[Task statement] Give back each entry unchanged, minus pictures.

╭─ Source material

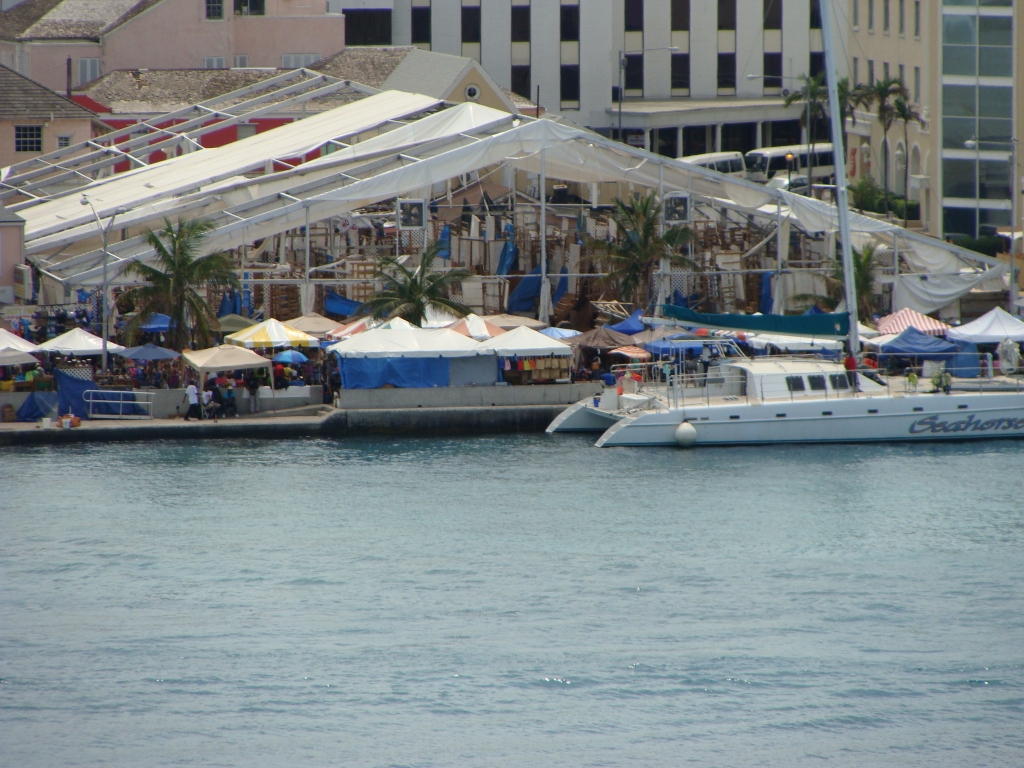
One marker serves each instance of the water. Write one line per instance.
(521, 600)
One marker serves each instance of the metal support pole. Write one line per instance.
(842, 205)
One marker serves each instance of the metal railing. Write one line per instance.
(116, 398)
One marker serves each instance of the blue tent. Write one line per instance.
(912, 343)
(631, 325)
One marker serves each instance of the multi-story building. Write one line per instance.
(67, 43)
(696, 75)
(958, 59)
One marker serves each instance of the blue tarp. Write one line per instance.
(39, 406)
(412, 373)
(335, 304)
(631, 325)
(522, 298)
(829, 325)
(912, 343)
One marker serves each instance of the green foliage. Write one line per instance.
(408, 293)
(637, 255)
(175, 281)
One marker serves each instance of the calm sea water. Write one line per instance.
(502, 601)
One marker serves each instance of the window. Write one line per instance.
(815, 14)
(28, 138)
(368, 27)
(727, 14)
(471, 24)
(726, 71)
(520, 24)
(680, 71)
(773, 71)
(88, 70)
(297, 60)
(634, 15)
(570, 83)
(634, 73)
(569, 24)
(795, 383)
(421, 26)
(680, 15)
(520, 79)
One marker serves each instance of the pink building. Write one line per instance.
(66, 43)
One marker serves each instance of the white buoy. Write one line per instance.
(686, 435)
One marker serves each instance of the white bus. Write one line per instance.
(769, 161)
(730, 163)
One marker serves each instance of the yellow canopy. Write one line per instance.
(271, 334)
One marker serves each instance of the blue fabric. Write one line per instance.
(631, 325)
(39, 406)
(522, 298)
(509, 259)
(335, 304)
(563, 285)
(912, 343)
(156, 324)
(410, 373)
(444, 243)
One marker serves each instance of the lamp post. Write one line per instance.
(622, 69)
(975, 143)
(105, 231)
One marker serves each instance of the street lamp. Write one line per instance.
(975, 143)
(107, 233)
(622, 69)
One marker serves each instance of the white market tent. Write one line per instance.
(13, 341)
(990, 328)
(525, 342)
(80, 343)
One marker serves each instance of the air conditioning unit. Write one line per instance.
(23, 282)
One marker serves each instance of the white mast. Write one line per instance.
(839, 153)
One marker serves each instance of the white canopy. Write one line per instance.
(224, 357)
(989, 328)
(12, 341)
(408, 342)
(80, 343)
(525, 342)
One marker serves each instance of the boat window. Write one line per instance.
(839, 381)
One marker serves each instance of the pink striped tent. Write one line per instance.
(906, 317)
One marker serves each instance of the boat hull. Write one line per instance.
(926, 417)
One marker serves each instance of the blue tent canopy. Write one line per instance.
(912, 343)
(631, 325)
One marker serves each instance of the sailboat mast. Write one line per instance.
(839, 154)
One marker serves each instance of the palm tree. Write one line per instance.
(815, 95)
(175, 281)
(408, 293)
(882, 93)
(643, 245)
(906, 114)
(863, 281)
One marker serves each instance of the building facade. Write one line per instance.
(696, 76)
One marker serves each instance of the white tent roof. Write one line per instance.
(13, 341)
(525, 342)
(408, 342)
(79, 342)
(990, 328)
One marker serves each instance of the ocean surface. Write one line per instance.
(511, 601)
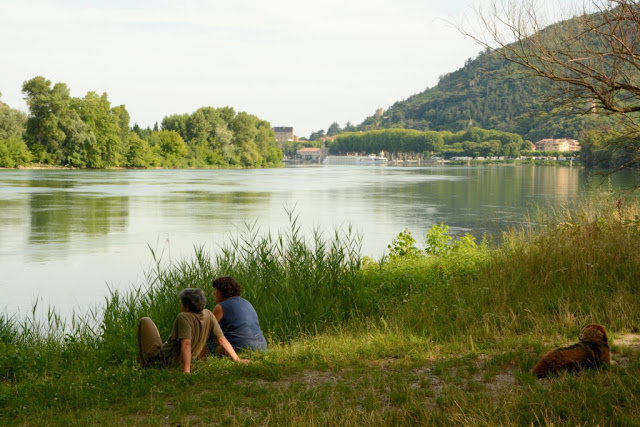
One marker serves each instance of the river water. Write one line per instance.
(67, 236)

╰─

[Written solution]
One marker serves each instance of the water. Write one line per instance.
(521, 600)
One marker serves each instance of the metal support pole. Write one line per instance.
(842, 205)
One marker serves each instance of the metal railing. Write one line per instance.
(116, 398)
One marker serves each instance of the blue tent. Write one line per instance.
(912, 343)
(631, 325)
One marker serves each instance of the multi-story building. Write one line per instance.
(67, 43)
(696, 75)
(958, 59)
One marker serves each instance of the blue tarp. Write one line per instance.
(39, 406)
(412, 373)
(335, 304)
(631, 325)
(522, 298)
(829, 325)
(912, 343)
One marker serves each instance of the green foliage. Write one line per instance.
(408, 293)
(637, 255)
(175, 281)
One marker serves each instance of the calm sea water. Write one line per instance.
(502, 601)
One marker serves each instance of the window. Write one line per instance.
(815, 14)
(28, 138)
(368, 27)
(727, 14)
(471, 24)
(726, 71)
(520, 24)
(680, 71)
(773, 71)
(88, 70)
(297, 60)
(634, 15)
(570, 83)
(634, 73)
(569, 24)
(795, 383)
(421, 26)
(680, 15)
(520, 79)
One marker serves each instance of the pink building. Write one line per instance.
(66, 43)
One marker serves each instance of the white buoy. Write one line per instance.
(686, 435)
One marker serves each instance of the white bus. Write one line per instance.
(769, 161)
(730, 163)
One marker serves each instance of the yellow canopy. Write one line per instance.
(271, 334)
One marker serves each instance of the blue fabric. Write one line per instance.
(631, 325)
(39, 406)
(522, 298)
(509, 259)
(335, 304)
(563, 285)
(912, 343)
(156, 324)
(410, 373)
(444, 243)
One marker serves each instance of the lamp post. Write one line per instance.
(622, 69)
(975, 143)
(105, 231)
One marker serves each instance of the street lamp. Write one line per instance.
(975, 143)
(107, 233)
(622, 69)
One marker serves each instance of the white market tent. Write one line per instance.
(13, 341)
(990, 328)
(525, 342)
(80, 343)
One marker serves each instance of the air conditioning unit. Write one line per instance.
(23, 282)
One marker serves each instance of the white mast. Write one line per instance.
(839, 153)
One marker serves each instance of the white canopy. Write one line per instance.
(224, 357)
(989, 328)
(12, 341)
(408, 342)
(80, 343)
(525, 342)
One marker serves each instance of the boat window. Write one line per instance.
(839, 381)
One marker serves each instance of the pink striped tent. Write one line per instance.
(906, 317)
One marker serves each instance of the boat hull. Write one line per instance.
(926, 417)
One marker serves each instance of the blue tent canopy. Write one line per instance.
(912, 343)
(631, 325)
One marker serves each instance of the sailboat mast. Write one line per instance.
(839, 154)
One marker serves each instance of the palm tree. Write one line per instance.
(815, 95)
(175, 281)
(408, 293)
(882, 93)
(643, 245)
(906, 114)
(863, 281)
One marker serves each instance of the building facade. Write one line per instance.
(696, 76)
One marker serves each instance of the white tent roof. Write one line per instance.
(13, 341)
(525, 342)
(408, 342)
(79, 342)
(990, 328)
One marker serves each instance of the ocean surface. Write one line per instance.
(511, 601)
One marker serves each instance of the river water. Write one line per instance.
(67, 236)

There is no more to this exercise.